Instructions for the task: Your task is to restate word for word the line containing "Exercise. Point out every instance of the fluffy" and each line that follows it in the listing, and only those.

========

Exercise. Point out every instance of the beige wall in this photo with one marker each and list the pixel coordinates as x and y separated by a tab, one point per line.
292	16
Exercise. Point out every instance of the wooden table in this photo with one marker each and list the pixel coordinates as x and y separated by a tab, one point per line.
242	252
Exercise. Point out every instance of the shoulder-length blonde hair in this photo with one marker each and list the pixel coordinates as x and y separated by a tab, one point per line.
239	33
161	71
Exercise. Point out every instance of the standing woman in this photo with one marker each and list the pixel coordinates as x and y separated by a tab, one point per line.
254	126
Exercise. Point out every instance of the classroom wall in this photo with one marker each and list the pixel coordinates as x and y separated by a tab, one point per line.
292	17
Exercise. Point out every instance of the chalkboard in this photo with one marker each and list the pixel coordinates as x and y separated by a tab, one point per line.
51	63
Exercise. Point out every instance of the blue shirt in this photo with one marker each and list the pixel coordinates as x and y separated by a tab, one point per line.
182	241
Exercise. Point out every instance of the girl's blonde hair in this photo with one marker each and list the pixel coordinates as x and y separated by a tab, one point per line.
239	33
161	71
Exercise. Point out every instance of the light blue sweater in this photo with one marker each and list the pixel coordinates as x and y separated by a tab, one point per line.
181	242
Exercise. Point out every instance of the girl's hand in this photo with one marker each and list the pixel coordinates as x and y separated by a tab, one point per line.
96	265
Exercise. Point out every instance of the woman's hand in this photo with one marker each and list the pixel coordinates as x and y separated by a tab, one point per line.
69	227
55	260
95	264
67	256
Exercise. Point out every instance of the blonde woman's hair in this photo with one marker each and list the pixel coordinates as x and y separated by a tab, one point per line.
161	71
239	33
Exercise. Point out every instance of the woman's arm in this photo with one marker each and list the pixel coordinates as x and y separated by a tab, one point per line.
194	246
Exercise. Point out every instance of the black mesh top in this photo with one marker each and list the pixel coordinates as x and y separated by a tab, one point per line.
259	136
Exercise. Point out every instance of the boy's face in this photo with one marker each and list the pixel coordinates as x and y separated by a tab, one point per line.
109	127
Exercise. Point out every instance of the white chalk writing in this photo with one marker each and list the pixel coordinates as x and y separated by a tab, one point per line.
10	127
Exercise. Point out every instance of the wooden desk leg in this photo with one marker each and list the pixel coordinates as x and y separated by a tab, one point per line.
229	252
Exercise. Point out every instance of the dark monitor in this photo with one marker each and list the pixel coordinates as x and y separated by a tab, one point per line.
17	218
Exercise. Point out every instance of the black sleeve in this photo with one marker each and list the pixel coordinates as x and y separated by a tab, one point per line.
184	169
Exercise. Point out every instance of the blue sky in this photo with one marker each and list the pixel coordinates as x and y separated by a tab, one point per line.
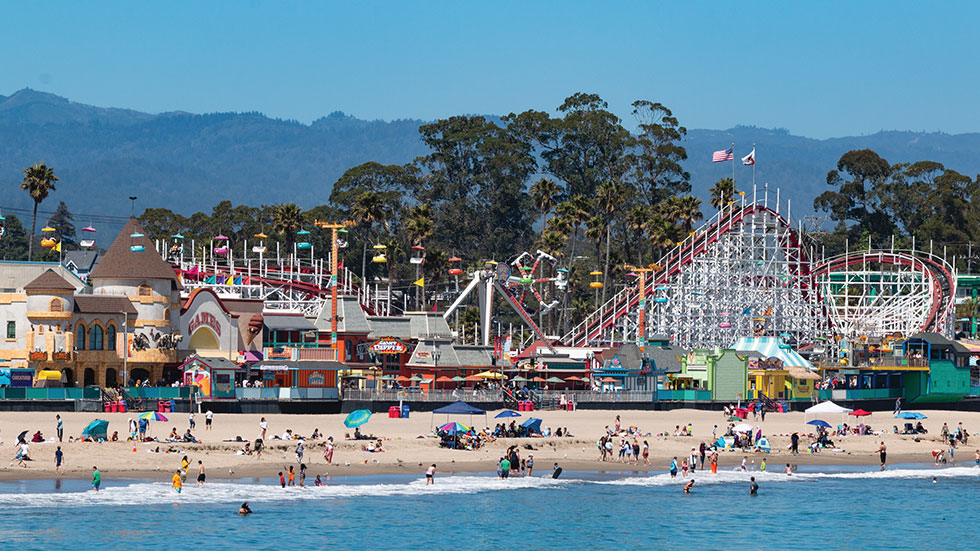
819	69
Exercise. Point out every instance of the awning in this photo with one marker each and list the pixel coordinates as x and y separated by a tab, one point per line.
288	323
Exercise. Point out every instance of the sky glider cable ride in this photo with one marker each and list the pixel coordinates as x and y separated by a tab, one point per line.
454	266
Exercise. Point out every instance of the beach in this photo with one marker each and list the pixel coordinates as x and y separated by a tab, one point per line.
410	448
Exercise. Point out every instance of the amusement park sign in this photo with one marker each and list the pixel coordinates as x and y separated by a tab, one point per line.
388	346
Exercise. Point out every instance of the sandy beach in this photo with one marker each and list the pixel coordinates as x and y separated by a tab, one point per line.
410	448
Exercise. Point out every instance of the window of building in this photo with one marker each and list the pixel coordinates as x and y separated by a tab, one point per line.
95	338
110	337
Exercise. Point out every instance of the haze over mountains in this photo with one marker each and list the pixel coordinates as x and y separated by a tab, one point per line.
189	162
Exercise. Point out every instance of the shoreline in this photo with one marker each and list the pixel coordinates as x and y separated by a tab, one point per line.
270	469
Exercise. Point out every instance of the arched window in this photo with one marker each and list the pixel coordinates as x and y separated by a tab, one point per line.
80	337
95	338
110	337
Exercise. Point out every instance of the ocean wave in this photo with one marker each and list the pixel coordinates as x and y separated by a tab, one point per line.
160	493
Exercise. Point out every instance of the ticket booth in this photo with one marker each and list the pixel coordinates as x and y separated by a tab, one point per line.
215	377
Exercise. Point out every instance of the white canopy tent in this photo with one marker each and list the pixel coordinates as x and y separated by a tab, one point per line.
826	407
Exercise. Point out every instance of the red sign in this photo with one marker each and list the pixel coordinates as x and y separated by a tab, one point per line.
206	319
388	346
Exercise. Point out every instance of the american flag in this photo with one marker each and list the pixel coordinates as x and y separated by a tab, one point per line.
723	155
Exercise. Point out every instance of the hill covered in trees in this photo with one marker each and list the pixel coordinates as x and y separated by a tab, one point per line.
190	162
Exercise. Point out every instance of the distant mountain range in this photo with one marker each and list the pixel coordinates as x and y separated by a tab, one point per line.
189	162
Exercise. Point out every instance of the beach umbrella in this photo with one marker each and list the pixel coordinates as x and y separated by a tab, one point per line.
357	418
96	429
453	427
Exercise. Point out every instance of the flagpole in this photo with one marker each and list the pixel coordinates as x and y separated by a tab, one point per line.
733	164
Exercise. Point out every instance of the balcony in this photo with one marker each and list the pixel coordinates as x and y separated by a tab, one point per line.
292	354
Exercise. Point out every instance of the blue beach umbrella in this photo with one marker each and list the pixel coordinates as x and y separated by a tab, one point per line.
357	418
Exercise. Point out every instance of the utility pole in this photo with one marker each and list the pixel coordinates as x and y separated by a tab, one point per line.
641	274
334	250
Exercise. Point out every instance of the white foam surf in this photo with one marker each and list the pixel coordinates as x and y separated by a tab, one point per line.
161	493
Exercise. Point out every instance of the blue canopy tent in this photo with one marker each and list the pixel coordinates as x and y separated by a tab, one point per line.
459	408
532	424
96	430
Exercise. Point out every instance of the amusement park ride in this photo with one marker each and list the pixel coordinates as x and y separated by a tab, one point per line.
748	272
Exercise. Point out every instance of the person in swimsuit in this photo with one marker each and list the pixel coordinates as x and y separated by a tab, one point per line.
688	486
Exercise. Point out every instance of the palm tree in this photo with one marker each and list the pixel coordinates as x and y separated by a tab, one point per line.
287	218
38	182
419	227
369	207
637	219
609	199
684	209
545	194
722	192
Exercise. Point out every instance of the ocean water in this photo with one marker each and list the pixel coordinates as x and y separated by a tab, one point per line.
816	508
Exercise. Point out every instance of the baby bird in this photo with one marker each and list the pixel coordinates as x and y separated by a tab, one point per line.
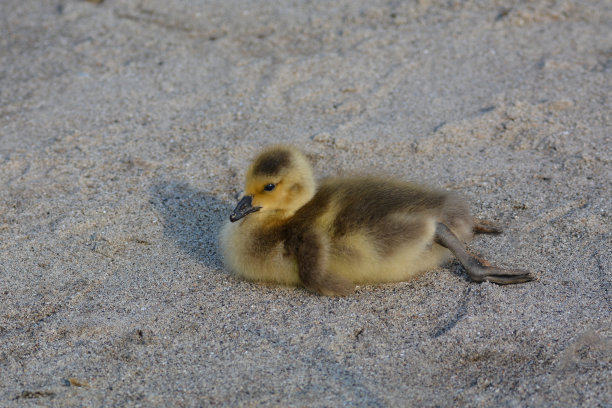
347	231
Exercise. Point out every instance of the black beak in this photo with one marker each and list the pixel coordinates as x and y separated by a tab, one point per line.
244	208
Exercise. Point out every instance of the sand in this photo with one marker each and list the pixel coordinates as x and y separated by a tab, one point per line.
125	130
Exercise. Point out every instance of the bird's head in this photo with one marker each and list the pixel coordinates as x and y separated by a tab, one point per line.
278	183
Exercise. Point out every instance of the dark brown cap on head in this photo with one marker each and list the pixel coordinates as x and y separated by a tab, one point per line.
272	162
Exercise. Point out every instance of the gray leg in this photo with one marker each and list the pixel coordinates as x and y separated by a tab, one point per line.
479	270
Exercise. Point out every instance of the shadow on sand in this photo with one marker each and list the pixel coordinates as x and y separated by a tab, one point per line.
191	218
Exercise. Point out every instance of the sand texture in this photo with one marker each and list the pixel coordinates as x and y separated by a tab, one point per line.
125	130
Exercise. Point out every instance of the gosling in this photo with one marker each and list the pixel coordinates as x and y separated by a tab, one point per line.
348	231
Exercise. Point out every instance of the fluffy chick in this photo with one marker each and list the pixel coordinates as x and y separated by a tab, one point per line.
347	231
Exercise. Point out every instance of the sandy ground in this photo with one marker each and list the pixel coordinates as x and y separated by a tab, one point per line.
126	127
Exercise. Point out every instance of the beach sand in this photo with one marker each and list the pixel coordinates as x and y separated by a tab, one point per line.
125	131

========

Written solution:
Exercise. Point out every instance of the fluffy chick in this photo with one marker each and list the pixel coordinates as x and y separated by a tab, one point per line.
347	231
Exercise. Point out every instance of the sandy ground in this photo with one marker each and list the pixel coordinates as x and y separated by a tab, one point per line.
126	127
Exercise. Point out every instance of the beach sand in this photo with one marker each and list the pixel coordinates as x and y separated by a tab, one point per line.
125	131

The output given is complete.